[Start of Attachment]

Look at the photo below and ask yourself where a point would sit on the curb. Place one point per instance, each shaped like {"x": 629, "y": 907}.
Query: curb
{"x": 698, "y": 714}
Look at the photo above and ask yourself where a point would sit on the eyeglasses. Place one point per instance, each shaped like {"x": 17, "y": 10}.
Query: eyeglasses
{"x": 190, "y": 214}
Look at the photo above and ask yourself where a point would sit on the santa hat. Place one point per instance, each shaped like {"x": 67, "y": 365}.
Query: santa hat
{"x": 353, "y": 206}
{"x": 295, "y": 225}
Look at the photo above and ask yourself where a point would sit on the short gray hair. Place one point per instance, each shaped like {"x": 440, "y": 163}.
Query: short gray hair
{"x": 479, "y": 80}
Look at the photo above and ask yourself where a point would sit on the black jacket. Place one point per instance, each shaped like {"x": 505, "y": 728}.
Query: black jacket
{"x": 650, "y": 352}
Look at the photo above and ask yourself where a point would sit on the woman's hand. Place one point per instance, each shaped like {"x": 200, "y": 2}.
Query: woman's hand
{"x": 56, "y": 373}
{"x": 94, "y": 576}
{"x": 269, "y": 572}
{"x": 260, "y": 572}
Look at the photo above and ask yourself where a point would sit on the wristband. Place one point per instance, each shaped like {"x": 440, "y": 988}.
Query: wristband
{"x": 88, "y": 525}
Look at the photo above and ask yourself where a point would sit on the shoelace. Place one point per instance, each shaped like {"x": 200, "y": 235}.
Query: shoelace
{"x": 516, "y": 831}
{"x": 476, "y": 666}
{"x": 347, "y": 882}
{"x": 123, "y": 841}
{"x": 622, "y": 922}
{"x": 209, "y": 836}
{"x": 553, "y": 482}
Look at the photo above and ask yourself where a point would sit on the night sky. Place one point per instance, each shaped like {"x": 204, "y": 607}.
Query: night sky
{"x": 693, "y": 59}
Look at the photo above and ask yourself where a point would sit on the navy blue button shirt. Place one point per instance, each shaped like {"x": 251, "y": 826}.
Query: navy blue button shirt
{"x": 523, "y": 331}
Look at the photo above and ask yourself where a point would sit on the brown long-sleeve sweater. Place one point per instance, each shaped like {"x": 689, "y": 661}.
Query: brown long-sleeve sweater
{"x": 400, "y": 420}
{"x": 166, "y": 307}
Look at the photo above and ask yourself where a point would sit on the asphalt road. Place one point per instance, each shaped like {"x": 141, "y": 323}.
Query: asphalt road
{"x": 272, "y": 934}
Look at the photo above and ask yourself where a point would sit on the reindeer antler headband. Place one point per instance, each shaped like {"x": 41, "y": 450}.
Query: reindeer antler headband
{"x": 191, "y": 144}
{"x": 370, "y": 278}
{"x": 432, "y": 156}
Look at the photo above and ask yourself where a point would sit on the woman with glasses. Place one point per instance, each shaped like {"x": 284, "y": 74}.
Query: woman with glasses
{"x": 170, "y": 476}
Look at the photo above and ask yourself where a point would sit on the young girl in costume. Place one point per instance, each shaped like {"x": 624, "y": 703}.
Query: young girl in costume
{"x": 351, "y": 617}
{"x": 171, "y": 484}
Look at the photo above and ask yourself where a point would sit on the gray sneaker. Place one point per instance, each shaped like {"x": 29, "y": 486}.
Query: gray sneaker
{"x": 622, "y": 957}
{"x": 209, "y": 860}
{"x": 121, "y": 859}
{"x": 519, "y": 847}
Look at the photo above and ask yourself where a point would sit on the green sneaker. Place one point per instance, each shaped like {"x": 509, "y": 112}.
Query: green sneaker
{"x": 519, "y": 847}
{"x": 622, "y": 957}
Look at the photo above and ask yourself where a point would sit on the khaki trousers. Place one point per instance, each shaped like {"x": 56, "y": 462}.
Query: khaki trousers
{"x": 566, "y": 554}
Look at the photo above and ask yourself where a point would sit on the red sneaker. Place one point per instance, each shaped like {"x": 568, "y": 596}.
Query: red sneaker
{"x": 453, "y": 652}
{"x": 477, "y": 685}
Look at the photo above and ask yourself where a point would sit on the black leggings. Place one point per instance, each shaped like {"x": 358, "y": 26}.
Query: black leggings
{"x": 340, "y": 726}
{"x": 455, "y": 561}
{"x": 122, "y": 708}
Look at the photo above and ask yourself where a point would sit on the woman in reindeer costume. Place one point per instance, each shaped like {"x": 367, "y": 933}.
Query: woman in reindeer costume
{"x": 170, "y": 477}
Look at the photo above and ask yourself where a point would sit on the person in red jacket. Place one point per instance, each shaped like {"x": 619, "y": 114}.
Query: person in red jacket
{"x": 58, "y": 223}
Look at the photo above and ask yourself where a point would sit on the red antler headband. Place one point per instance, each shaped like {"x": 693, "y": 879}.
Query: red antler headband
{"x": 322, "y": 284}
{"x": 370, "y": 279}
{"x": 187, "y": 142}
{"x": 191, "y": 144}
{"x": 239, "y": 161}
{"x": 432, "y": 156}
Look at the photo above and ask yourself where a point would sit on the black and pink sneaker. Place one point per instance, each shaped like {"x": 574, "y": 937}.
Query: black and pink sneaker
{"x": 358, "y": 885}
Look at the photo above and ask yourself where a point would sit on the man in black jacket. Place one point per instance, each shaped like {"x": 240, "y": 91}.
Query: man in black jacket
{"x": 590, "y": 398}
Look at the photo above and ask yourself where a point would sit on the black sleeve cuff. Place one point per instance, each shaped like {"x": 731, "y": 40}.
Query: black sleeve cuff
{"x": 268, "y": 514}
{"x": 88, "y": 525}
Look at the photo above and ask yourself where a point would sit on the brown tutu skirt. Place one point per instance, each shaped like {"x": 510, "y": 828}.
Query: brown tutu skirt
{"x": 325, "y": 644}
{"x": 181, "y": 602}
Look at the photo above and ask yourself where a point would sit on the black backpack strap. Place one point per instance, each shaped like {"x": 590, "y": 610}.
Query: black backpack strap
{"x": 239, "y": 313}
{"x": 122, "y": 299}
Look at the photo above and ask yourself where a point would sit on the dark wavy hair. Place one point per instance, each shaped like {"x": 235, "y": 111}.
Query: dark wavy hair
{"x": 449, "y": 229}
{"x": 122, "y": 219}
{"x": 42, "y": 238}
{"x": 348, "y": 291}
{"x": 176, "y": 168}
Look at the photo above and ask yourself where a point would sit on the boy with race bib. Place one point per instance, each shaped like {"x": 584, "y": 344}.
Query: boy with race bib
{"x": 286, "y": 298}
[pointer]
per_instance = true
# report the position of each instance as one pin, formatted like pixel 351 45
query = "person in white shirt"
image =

[End of Attachment]

WORK ITEM = What you return must match the entries exactly, word for word.

RESPONSE =
Look at the photo below and ask yourself where a point would sit on the curb. Place one point per instance, each shaped like {"x": 629, "y": 907}.
Query: curb
{"x": 698, "y": 714}
Look at the photo above and ask yourself where a point would sit on the eyeglasses. Place one point per instance, each shaped like {"x": 17, "y": 10}.
Query: eyeglasses
{"x": 190, "y": 214}
Look at the photo above and ask yourself where a point would sit on the santa hat. Place one point per instance, each shaped like {"x": 67, "y": 365}.
Query: santa hat
{"x": 353, "y": 206}
{"x": 295, "y": 225}
Look at the photo above and ask yourself where a point would sit on the short gray hair. Place one point per instance, each shaped like {"x": 440, "y": 163}.
Query: short gray hair
{"x": 479, "y": 80}
Look at the photo above and ask yourself where a point would sit on the black jacket. Place one point per instance, each shaped like {"x": 505, "y": 728}.
Query: black jacket
{"x": 650, "y": 352}
Look at the photo above and ask yourself where a point would sit on the woman's hand. Place one point per instance, each shaped like {"x": 200, "y": 2}.
Query: woman's hand
{"x": 56, "y": 373}
{"x": 94, "y": 576}
{"x": 269, "y": 572}
{"x": 260, "y": 572}
Look at the photo above and ask yourself where a point would sit on the wristband. Place one point per instance, each shaped like {"x": 440, "y": 988}.
Query: wristband
{"x": 88, "y": 525}
Look at the photo above and ask yourself where a point would sit on the shoelace. Place one point per instance, each shaped like {"x": 200, "y": 235}.
Query: shoelace
{"x": 516, "y": 831}
{"x": 476, "y": 666}
{"x": 347, "y": 882}
{"x": 123, "y": 841}
{"x": 622, "y": 922}
{"x": 209, "y": 836}
{"x": 553, "y": 482}
Look at the photo above and ask yourself where a point would sit on the night sky. Place one point per instance, each shaped like {"x": 204, "y": 607}.
Query: night sky
{"x": 693, "y": 59}
Look at the photo above and ask yourself where a point would sit on the navy blue button shirt. Place one point per instance, each shaped like {"x": 251, "y": 826}.
Query: navy blue button shirt
{"x": 523, "y": 331}
Look at the photo above and ask yourself where a point would sit on the brown long-sleeve sweater. Place one point per instance, each shaped like {"x": 689, "y": 661}.
Query: brown long-sleeve sweater
{"x": 400, "y": 420}
{"x": 166, "y": 307}
Look at the photo above and ask yourself where a point would sit on the asphalt road. Place one point per instance, each shaped like {"x": 141, "y": 323}.
Query: asphalt road
{"x": 272, "y": 934}
Look at the photo above and ask yourself where a point would sit on the reindeer antler headband. Place one point per instance, each shaped like {"x": 41, "y": 450}.
Query: reindeer antler headband
{"x": 191, "y": 144}
{"x": 370, "y": 278}
{"x": 432, "y": 156}
Look at the photo above and ask yourself where a point would sit on the woman with glasses. Place one point per instance, each shaped like {"x": 284, "y": 74}.
Query: woman with glasses
{"x": 170, "y": 476}
Look at the photo above and ask yourself where a point would sit on the young girl in costume. Place one point per instance, each shaped like {"x": 624, "y": 703}.
Query: young girl in costume
{"x": 351, "y": 617}
{"x": 171, "y": 484}
Look at the photo above and ask yourself where a point would sit on the gray sneaker. Place one point per instance, each shaped like {"x": 29, "y": 486}.
Query: gray sneaker
{"x": 622, "y": 957}
{"x": 209, "y": 860}
{"x": 121, "y": 859}
{"x": 519, "y": 847}
Look at the photo above and ask yourself where a point would sit on the green sneaker. Place one point per instance, each shaped like {"x": 509, "y": 112}.
Query: green sneaker
{"x": 519, "y": 847}
{"x": 622, "y": 957}
Look at the photo above and ask yourself where a point would sit on the khaki trousers. Place one point per instance, each shaped like {"x": 56, "y": 462}.
Query: khaki trousers
{"x": 566, "y": 554}
Look at the photo above and ask yourself where a point would sit on the red sneaker. Place one point per instance, each shaped like {"x": 568, "y": 596}.
Query: red sneaker
{"x": 453, "y": 652}
{"x": 477, "y": 685}
Look at the photo above and ask yourself where a point would sit on the black leggings. Place one point per instance, each shaped like {"x": 358, "y": 26}.
Query: black leggings
{"x": 340, "y": 726}
{"x": 455, "y": 561}
{"x": 122, "y": 708}
Look at the photo above and ask yourself where a point would sit on the woman in reindeer costume. Place one point per instance, each shaped like {"x": 367, "y": 933}.
Query: woman in reindeer costume
{"x": 170, "y": 477}
Look at the photo above and ask yourself where a point would sit on the person in red jacket. Place one point per instance, each shaped like {"x": 619, "y": 114}.
Query: person in red jacket
{"x": 58, "y": 223}
Look at the photo above and ask yourself where a point would sit on the red antler headband. Place one point per instance, each shaped like {"x": 693, "y": 879}.
Query: red antler headband
{"x": 322, "y": 284}
{"x": 370, "y": 279}
{"x": 187, "y": 142}
{"x": 191, "y": 144}
{"x": 239, "y": 161}
{"x": 432, "y": 156}
Look at the photo above and ask yourself where a point would sit on the black and pink sneaker. Place one point per instance, each shaped like {"x": 574, "y": 937}.
Query: black and pink sneaker
{"x": 358, "y": 885}
Look at the photo above and ask yourself where a point would sit on the man in black jacket. Place one point per instance, each shaped like {"x": 240, "y": 91}.
Query: man in black jacket
{"x": 590, "y": 398}
Look at the photo above and ask yourself where a point would sit on the black sleeve cuff. Place one point per instance, each shaped like {"x": 731, "y": 40}.
Query: black sleeve cuff
{"x": 268, "y": 514}
{"x": 88, "y": 525}
Look at the photo above and ask yourself where a point would sit on the brown tutu skirt. Place one point per instance, each shaped like {"x": 510, "y": 828}.
Query: brown tutu skirt
{"x": 325, "y": 644}
{"x": 181, "y": 602}
Look at the photo above and ask yourself where a point would sit on the black backpack strap. Place one point per instance, each shaped like {"x": 590, "y": 610}.
Query: black backpack strap
{"x": 239, "y": 313}
{"x": 122, "y": 299}
Look at the photo above and ask yourself where a point would sit on the dark wavy hair. Place one point per instance, each shaped like {"x": 235, "y": 111}.
Query: dark wavy hair
{"x": 449, "y": 229}
{"x": 122, "y": 219}
{"x": 42, "y": 238}
{"x": 348, "y": 291}
{"x": 176, "y": 168}
Look at the photo above and ask yourself where a point would sit on the boy with race bib. Place one point per instance, each shaped like {"x": 584, "y": 344}.
Query: boy with race bib
{"x": 286, "y": 298}
[pointer]
per_instance = true
# report the position of each instance as one pin, formatted like pixel 351 45
query = "person in white shirt"
image =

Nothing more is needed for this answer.